-- begin Page excerpt --
St. Rose of Lima was the first canonized saint of the New World.

Warren said...

I bought a copy of the 4 volume Liturgy of the Hours, in 2004. They were printed in 2001. And yet, they list St. John Neumann, canonized in 1971, as "Blessed".

Now, with the ICEL revised texts taking "too long" in some people's minds, I point you to the ICEL and Catholic Book Publishing's glacial progress in updating the LOTH. 30 years, and the US and Canada have many new saints added to the calendar, and how many of them are absent our LOTH books?

Warren

Warren said...

Can you post what you know about Martyr Datian? I can find no reference, other than to a Datian who was a roman ruler, and torturer of Christians in the 4th century. Did he later convert? Or is this a different Datian.

Warren

Michelle said...

Out come the pedants...St. Elizabeth Ann Seton (not Seaton) says she who's first wedding was celebrated in a church by that name!

But I didn't know either of the relic answers...why did they end up here?

Anonymous said...

i've visited Saint Datian at Most Holy Redeemer Church. i, too, can't find information on him other than what is listed above.

Anonymous said...

St. Datian was the jailor of St. Vincent of Sarragasso Martyred in 304. Datian, also spelled Dacian who had ordered Vincents torture,instantly converted when a beam of light blew the doors to the dungeon and Vincent's cell and angels surrounded him as he died. Datian was later martyred himself.
I have often visited St. Datian myself and find it sad that the story of a fellow christian who was so highly regarded as to have been declared a Saint has been erased from institutional memory of the Church.
-- end Page excerpt --
[Problem A]
Answer these questions about the comment thread:
(i) In what year were Warren's Liturgy of the Hours volumes printed?
(ii) At which church did an anonymous commenter visit Saint Datian?
(iii) In what year was St. Vincent martyred, according to the final comment?
The listing that follows is unrelated to the comment thread.
-- begin Dataset entries --
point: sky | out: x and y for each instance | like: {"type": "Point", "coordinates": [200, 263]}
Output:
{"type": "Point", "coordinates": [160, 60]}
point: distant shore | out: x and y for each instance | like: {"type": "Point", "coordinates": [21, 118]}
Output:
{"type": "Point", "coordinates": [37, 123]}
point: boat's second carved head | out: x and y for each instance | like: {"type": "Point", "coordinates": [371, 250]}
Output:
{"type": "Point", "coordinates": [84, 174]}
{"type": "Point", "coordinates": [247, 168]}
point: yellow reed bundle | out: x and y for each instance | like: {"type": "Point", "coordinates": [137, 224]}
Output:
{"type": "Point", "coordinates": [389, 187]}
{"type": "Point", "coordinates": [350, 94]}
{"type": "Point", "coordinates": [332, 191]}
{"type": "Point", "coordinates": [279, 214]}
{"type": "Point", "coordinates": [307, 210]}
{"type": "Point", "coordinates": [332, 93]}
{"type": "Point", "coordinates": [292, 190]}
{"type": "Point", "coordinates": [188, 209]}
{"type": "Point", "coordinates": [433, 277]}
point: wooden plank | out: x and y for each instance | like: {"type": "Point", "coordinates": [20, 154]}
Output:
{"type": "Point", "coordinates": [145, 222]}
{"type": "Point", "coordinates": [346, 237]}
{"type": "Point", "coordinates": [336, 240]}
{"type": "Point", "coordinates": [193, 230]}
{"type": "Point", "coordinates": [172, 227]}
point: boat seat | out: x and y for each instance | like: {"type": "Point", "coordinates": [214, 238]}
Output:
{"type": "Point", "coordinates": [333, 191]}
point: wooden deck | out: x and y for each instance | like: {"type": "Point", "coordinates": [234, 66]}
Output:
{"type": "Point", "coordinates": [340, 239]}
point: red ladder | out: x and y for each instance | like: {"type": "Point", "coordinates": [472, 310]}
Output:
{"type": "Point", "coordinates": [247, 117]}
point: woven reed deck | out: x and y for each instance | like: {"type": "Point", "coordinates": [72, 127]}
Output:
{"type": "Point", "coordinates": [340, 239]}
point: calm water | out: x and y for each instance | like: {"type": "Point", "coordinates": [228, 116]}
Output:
-- end Dataset entries --
[Problem B]
Please update the listing between the line holding "point: yellow reed" and the end of the listing, inclusive, so that "deck" becomes "platform" with everything else left as it is. Return only those lines.

[Result A]
(i) 2001
(ii) Most Holy Redeemer Church
(iii) 304

[Result B]
point: yellow reed bundle | out: x and y for each instance | like: {"type": "Point", "coordinates": [137, 224]}
Output:
{"type": "Point", "coordinates": [389, 187]}
{"type": "Point", "coordinates": [350, 94]}
{"type": "Point", "coordinates": [332, 191]}
{"type": "Point", "coordinates": [279, 214]}
{"type": "Point", "coordinates": [307, 210]}
{"type": "Point", "coordinates": [332, 93]}
{"type": "Point", "coordinates": [292, 190]}
{"type": "Point", "coordinates": [188, 209]}
{"type": "Point", "coordinates": [433, 277]}
point: wooden plank | out: x and y for each instance | like: {"type": "Point", "coordinates": [20, 154]}
Output:
{"type": "Point", "coordinates": [145, 222]}
{"type": "Point", "coordinates": [346, 237]}
{"type": "Point", "coordinates": [336, 240]}
{"type": "Point", "coordinates": [193, 230]}
{"type": "Point", "coordinates": [172, 227]}
point: boat seat | out: x and y for each instance | like: {"type": "Point", "coordinates": [214, 238]}
Output:
{"type": "Point", "coordinates": [333, 191]}
point: wooden platform | out: x and y for each instance | like: {"type": "Point", "coordinates": [234, 66]}
Output:
{"type": "Point", "coordinates": [340, 239]}
point: red ladder | out: x and y for each instance | like: {"type": "Point", "coordinates": [472, 310]}
Output:
{"type": "Point", "coordinates": [247, 117]}
point: woven reed platform | out: x and y for each instance | like: {"type": "Point", "coordinates": [72, 127]}
Output:
{"type": "Point", "coordinates": [340, 239]}
point: calm water | out: x and y for each instance | like: {"type": "Point", "coordinates": [228, 116]}
Output:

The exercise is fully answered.